• [PROBLEM TO WORK ON]: Reproduce the listing below word for word, with no pictures.

• [MATERIAL TO PROCESS]:
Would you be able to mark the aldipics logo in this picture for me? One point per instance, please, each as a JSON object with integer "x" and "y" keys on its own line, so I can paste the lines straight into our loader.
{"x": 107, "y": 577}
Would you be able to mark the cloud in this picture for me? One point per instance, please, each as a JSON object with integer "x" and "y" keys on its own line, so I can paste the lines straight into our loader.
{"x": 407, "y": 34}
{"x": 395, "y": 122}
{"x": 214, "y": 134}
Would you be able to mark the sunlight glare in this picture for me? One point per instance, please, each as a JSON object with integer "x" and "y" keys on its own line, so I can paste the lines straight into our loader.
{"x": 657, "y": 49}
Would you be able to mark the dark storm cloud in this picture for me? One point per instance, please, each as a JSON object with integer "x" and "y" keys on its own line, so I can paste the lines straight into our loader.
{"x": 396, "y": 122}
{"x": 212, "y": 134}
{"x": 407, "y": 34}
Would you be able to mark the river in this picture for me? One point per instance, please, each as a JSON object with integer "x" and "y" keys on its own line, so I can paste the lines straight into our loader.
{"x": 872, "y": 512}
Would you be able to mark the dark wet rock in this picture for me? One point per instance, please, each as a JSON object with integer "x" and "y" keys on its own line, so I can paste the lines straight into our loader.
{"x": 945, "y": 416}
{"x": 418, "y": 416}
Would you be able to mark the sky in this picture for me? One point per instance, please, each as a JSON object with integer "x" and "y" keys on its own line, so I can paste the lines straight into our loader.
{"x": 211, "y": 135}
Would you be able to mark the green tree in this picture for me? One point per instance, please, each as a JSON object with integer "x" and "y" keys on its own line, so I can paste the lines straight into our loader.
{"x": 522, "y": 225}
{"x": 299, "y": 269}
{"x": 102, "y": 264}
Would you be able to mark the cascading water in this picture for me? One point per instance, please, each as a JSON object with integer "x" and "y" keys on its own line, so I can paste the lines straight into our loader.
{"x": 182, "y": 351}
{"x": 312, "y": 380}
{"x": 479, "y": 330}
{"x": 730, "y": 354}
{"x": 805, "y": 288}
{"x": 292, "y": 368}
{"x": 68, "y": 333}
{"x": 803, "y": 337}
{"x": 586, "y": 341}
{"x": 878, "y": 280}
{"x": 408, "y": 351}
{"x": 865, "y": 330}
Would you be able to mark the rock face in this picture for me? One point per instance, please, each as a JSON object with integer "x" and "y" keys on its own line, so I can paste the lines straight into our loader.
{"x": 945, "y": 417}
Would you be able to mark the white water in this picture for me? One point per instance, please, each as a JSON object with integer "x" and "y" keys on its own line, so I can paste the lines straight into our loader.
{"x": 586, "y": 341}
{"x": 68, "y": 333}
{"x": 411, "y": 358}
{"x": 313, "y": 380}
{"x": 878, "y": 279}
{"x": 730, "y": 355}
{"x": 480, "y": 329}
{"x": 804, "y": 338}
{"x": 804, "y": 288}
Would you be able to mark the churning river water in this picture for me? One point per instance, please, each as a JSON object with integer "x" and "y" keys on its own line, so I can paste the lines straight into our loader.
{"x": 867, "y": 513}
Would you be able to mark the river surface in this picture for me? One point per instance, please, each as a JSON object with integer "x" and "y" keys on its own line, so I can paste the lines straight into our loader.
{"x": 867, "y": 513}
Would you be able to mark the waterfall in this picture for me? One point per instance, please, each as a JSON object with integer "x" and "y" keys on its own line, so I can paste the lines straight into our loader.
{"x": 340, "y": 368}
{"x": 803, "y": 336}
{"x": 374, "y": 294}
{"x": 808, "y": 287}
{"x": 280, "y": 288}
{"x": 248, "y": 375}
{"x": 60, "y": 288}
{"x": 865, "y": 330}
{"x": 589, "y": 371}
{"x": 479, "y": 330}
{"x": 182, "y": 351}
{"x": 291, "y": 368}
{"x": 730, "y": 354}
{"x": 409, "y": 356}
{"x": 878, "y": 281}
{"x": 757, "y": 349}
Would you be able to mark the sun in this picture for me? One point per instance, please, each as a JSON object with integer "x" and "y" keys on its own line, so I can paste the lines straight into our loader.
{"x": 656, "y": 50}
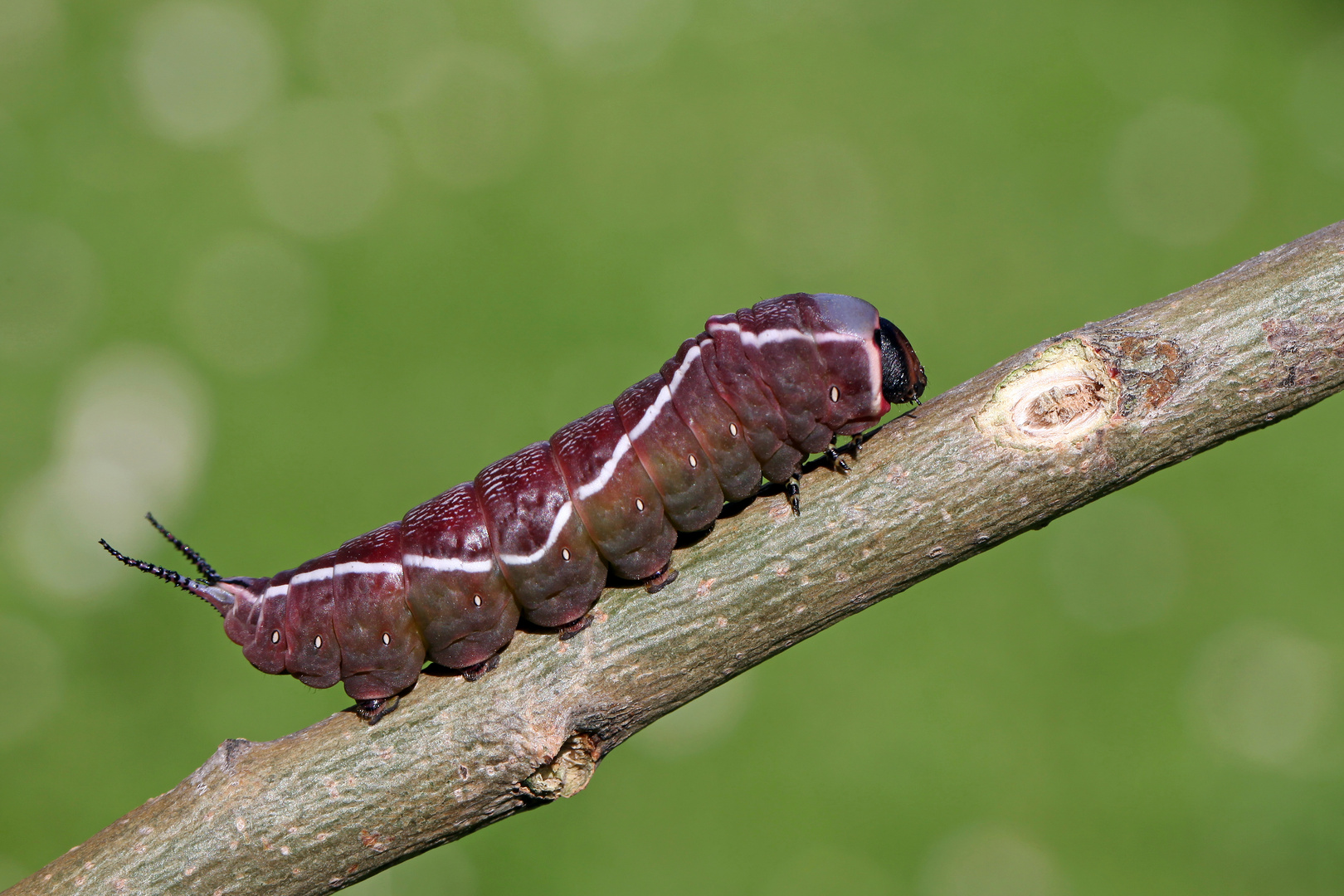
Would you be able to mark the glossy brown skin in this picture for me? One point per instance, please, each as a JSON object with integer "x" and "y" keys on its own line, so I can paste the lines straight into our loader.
{"x": 535, "y": 535}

• [THE ANSWER]:
Would you be able to mark the aldipics logo in this picture for me? One point per instance, please, each as a JSON object with integer "x" and "y" keys on its own line, so I can paste the lines straight into our loader.
{"x": 107, "y": 577}
Would you be able to mark the cloud in this picture for me? One point per instance, please, each as a JSON object with integer "x" and "y" keys on its own line, so I can paste the lines straight into our loader.
{"x": 407, "y": 34}
{"x": 395, "y": 122}
{"x": 214, "y": 134}
Would you be able to mark the sunlight glare in this picture for me? One point per instance, please, each as a JSON object with integer "x" and "y" keys on its own line, so I can paste the lines straight into our loader.
{"x": 657, "y": 49}
Would you be able to mark the dark storm cloud in this picture for me? One point per instance, please, each as a JSON object with integer "x" and "y" keys on its own line, so I can paste the lines straight into our loader.
{"x": 396, "y": 122}
{"x": 212, "y": 134}
{"x": 407, "y": 34}
Would you be able to mark the river in this picture for me? One point per instance, please, each as a JSON object with integer "x" and "y" keys on its own line, so I can paste the lines straight into our loader.
{"x": 872, "y": 512}
Would you be able to mark the dark wet rock in this picture for me? One point per instance, please, each as a JSON object with integer "x" and "y" keys on its own line, so I can paste the lines straight into our loader.
{"x": 945, "y": 416}
{"x": 418, "y": 416}
Would you be able to mark the sky in this picture for me? One point per instance, please, each as a JSON object with integer "x" and "y" keys on its own line, so I can paste the lines straight into our loader.
{"x": 211, "y": 135}
Would you be able to mark the green tree in this picture for me? One point per instance, please, each as a JSON object with integer "x" and "y" keys on its own line, so I can paste the lines straight into our loader.
{"x": 522, "y": 225}
{"x": 299, "y": 269}
{"x": 102, "y": 264}
Would you be able to mark the cascading water in this picture for me? One point per instance, please, each as a JSON object with integer "x" and "y" keys on its own line, so I can paste the lines straight into our loader.
{"x": 182, "y": 351}
{"x": 312, "y": 380}
{"x": 479, "y": 330}
{"x": 730, "y": 354}
{"x": 805, "y": 288}
{"x": 292, "y": 368}
{"x": 68, "y": 333}
{"x": 803, "y": 337}
{"x": 586, "y": 341}
{"x": 878, "y": 280}
{"x": 408, "y": 351}
{"x": 865, "y": 330}
Would you be able to mark the rock face in this picture for me? One point per instance, please, each as a JSON object with integer "x" and "y" keys on its own line, so I can paste the lines straight into our loader.
{"x": 945, "y": 417}
Would you be able to mark the white water in this picture for me? One point per instance, please, each as a JSON object with integer "x" and "y" keys on its own line, so I can paste the lines straight into our loader.
{"x": 586, "y": 341}
{"x": 68, "y": 333}
{"x": 411, "y": 358}
{"x": 313, "y": 380}
{"x": 878, "y": 279}
{"x": 730, "y": 355}
{"x": 480, "y": 329}
{"x": 804, "y": 338}
{"x": 804, "y": 288}
Would you be able to mark the churning river water in this picture for me? One point per instance, please, each as a JSON object with integer "x" and "y" keys on its own line, so I can paste the lines straight into our loader.
{"x": 867, "y": 513}
Would you be able to mark the river surface in this picture for me? One point per instance, please, each as a JSON object with integer "x" and "y" keys on its own line, so I can paste the lines straight into our loader.
{"x": 867, "y": 513}
Would you be able to mark the waterfall in this picture for me? One point per instance, please, each as a JSON object with integer "x" and "y" keys on its own line, so I can paste the lines straight into our loader.
{"x": 340, "y": 368}
{"x": 803, "y": 336}
{"x": 374, "y": 294}
{"x": 808, "y": 287}
{"x": 280, "y": 288}
{"x": 248, "y": 375}
{"x": 60, "y": 288}
{"x": 865, "y": 330}
{"x": 589, "y": 371}
{"x": 479, "y": 330}
{"x": 182, "y": 351}
{"x": 291, "y": 368}
{"x": 730, "y": 354}
{"x": 409, "y": 356}
{"x": 878, "y": 281}
{"x": 757, "y": 349}
Would you be able to mark the sun in this picture for me? One point per instance, please, each as a JSON object with integer "x" and "y" keys on its own line, so I can paste the lines straight into our loader.
{"x": 656, "y": 50}
Would you be able to mark the glossy brown skin in this picture for me? One point per instance, please, each as a JSON object with integer "x" and "y" keys on its own line, so I can paste the lines straight into our loader.
{"x": 535, "y": 535}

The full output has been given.